═══ QUOTED PASSAGE
9.4 The Parties shall ensure that their respective employees, agents and
sub-contractors comply with the provisions of this Clause and are bound by
terms and conditions of use and non-disclosure at least as onerous as those
contained in this Clause.
9.5 The obligations in this Clause shall continue in force notwithstanding
termination of this Agreement for any reason.
9.6 If this Agreement is terminated, the receiving Party shall return or
destroy at the request of the disclosing Party all Confidential Information of the
disclosing Party.
10 TERMINATION
10.1 This Agreement may be terminated:
10.1.1 by either Party upon giving not less than sixty (60) days written
notice to the other;
10.1.2 forthwith by either Party upon giving written notice to the other if
the other commits any material breach of this Agreement and which (in
the case of a breach capable of remedy) shall not have been remedied
within thirty (30) days of a written request to remedy the same (and
non-payments of sums when due to the Licensor shall be a material
breach);
10.1.3 forthwith by either Party upon giving written notice to the other
Party if the other Party makes or proposes to make any arrangement or
composition with its creditors or has a receiver, administrative receiver,
administrator, liquidator, manager or similar officer appointed in respect
of all or any part of its assets or passes a resolution for winding-up
(otherwise than for the purpose of a solvent amalgamation or
reconstruction where the resulting entity assumes all of the obligations of
the relevant party under this Agreement), or (in the case of an individual)
══════
═══ ENTRIES SHOWN
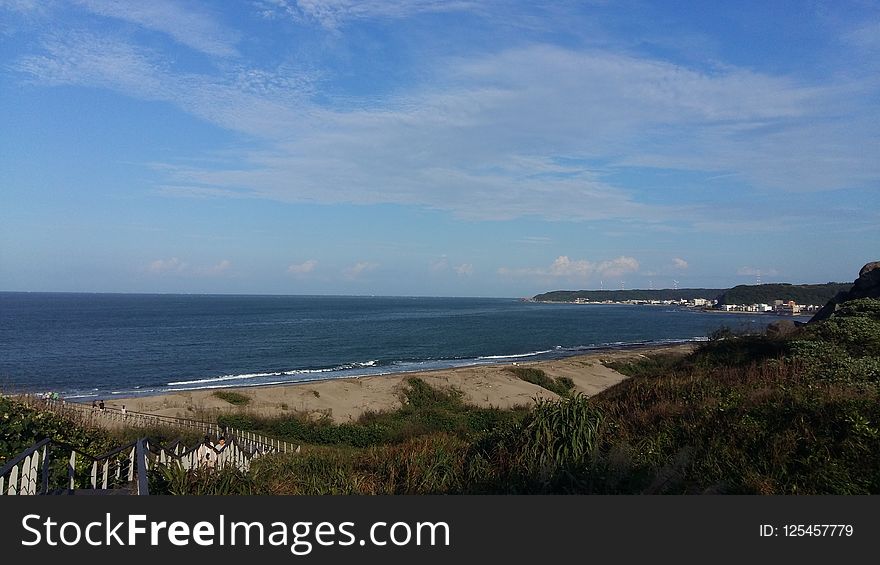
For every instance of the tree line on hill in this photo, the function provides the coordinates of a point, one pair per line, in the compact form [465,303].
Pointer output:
[742,294]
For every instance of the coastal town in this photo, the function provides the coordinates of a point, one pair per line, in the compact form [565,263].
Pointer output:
[778,307]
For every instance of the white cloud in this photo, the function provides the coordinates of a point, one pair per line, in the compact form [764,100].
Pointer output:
[359,268]
[617,267]
[753,272]
[177,266]
[214,270]
[564,267]
[464,270]
[333,14]
[302,268]
[501,136]
[186,26]
[256,102]
[173,265]
[440,265]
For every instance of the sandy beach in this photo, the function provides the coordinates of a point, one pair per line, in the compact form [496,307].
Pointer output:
[346,399]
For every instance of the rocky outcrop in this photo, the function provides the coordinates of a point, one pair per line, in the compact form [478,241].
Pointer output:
[866,286]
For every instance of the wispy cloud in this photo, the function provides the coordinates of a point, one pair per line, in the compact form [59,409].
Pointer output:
[580,269]
[464,270]
[214,270]
[172,265]
[333,14]
[754,272]
[258,102]
[302,268]
[182,23]
[359,268]
[502,135]
[179,267]
[440,265]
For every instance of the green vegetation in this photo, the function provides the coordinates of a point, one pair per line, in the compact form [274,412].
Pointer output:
[635,294]
[425,411]
[743,294]
[743,414]
[560,385]
[21,427]
[235,398]
[817,294]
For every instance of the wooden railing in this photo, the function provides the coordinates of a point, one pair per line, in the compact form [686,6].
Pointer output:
[36,469]
[114,417]
[43,464]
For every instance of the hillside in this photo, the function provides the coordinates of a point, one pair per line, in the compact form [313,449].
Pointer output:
[622,295]
[817,294]
[742,294]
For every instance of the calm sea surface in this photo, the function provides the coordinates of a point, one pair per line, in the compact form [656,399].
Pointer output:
[90,345]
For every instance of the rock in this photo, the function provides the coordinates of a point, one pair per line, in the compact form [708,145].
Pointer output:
[866,286]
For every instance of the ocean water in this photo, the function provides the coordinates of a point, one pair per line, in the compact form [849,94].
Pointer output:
[87,346]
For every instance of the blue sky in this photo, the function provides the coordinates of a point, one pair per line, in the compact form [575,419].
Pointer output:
[443,148]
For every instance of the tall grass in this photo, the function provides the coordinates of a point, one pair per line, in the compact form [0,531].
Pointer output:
[562,386]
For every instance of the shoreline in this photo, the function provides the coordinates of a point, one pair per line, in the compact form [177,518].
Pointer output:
[345,399]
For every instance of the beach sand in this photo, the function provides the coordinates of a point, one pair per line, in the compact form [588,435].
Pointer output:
[346,399]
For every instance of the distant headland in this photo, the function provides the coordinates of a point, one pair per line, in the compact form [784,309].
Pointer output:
[777,297]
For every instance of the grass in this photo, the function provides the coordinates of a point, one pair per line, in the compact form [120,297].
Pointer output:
[743,414]
[563,386]
[234,398]
[425,411]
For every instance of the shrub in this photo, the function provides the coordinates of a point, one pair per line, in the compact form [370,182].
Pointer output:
[231,397]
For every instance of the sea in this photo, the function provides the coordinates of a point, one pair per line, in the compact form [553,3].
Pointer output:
[90,346]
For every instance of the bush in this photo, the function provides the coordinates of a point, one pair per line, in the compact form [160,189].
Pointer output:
[560,385]
[235,398]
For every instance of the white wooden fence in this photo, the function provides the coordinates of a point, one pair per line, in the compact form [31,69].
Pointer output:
[113,417]
[126,467]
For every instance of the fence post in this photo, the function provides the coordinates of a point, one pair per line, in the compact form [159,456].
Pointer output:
[141,454]
[13,482]
[71,468]
[45,487]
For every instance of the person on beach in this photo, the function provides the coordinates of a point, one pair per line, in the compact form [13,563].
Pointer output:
[206,453]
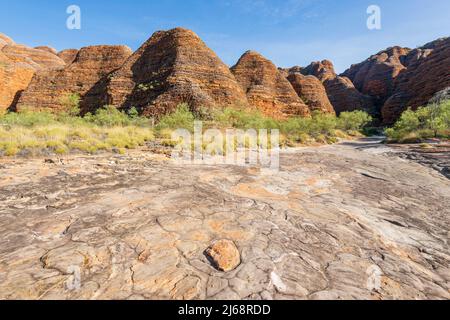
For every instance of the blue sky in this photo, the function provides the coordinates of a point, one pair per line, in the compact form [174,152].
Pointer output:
[290,32]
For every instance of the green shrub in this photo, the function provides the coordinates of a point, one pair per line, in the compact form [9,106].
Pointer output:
[27,118]
[182,117]
[355,120]
[426,122]
[71,104]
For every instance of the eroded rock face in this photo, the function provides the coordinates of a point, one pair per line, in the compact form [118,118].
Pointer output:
[375,76]
[18,64]
[4,40]
[91,65]
[427,73]
[173,67]
[312,92]
[47,48]
[323,70]
[345,97]
[68,55]
[267,88]
[340,90]
[440,96]
[224,255]
[38,59]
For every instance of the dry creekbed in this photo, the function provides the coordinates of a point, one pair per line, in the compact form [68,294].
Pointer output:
[349,221]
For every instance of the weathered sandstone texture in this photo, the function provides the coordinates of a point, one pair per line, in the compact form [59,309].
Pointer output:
[18,64]
[312,92]
[427,73]
[90,67]
[376,76]
[348,221]
[340,90]
[68,55]
[267,88]
[173,67]
[47,48]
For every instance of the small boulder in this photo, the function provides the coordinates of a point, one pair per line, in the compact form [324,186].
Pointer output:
[224,255]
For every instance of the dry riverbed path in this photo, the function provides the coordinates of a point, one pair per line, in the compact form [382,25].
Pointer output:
[348,221]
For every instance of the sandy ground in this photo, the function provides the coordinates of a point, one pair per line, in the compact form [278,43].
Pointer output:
[349,221]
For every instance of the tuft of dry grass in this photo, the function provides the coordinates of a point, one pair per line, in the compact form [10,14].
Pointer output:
[65,138]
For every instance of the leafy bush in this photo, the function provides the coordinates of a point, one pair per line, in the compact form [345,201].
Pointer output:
[355,120]
[110,116]
[426,122]
[182,117]
[71,104]
[27,118]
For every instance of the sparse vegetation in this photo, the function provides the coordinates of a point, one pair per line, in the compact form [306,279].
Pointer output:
[320,128]
[427,122]
[110,129]
[44,132]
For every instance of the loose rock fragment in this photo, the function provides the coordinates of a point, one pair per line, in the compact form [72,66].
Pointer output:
[224,255]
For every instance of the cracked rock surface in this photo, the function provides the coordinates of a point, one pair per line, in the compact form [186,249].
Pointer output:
[336,222]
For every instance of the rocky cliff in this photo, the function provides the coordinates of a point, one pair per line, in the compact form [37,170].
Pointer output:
[91,65]
[173,67]
[376,76]
[311,91]
[340,90]
[18,63]
[266,87]
[427,72]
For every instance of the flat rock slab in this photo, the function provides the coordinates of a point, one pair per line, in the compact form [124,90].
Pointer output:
══════
■ WORK INSTRUCTIONS
A) Answer these questions using the contract excerpt:
(i) How many days of written notice must either Party give to terminate the Agreement under 10.1.1?
(ii) Within how many days of a written request must a breach capable of remedy be remedied?
(iii) What must the receiving Party do with the disclosing Party's Confidential Information if the Agreement is terminated?
B) Print everything in the contract excerpt from "9.4 The Parties" down to "disclosing Party.".

■ TASK-BY-TASK SOLUTIONS
A)
(i) Not less than sixty (60) days.
(ii) Thirty (30) days.
(iii) Return or destroy it at the request of the disclosing Party.

B)
9.4 The Parties shall ensure that their respective employees, agents and
sub-contractors comply with the provisions of this Clause and are bound by
terms and conditions of use and non-disclosure at least as onerous as those
contained in this Clause.
9.5 The obligations in this Clause shall continue in force notwithstanding
termination of this Agreement for any reason.
9.6 If this Agreement is terminated, the receiving Party shall return or
destroy at the request of the disclosing Party all Confidential Information of the
disclosing Party.